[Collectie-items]

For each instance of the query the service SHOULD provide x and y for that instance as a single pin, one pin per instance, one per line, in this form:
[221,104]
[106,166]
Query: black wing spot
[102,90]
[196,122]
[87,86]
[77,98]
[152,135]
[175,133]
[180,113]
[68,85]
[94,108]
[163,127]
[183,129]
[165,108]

| WAT NODIG IS |
Zet alle regels van de items hierboven om in een Markdown-tabel met de kolommen Nummer en Regel, en laat lege regels weg.

| ALS ANTWOORD |
| Nummer | Regel |
|---|---|
| 1 | For each instance of the query the service SHOULD provide x and y for that instance as a single pin, one pin per instance, one per line, in this form: |
| 2 | [221,104] |
| 3 | [106,166] |
| 4 | Query: black wing spot |
| 5 | [102,90] |
| 6 | [196,122] |
| 7 | [87,86] |
| 8 | [77,98] |
| 9 | [152,135] |
| 10 | [175,133] |
| 11 | [180,113] |
| 12 | [68,85] |
| 13 | [94,108] |
| 14 | [163,127] |
| 15 | [183,129] |
| 16 | [165,108] |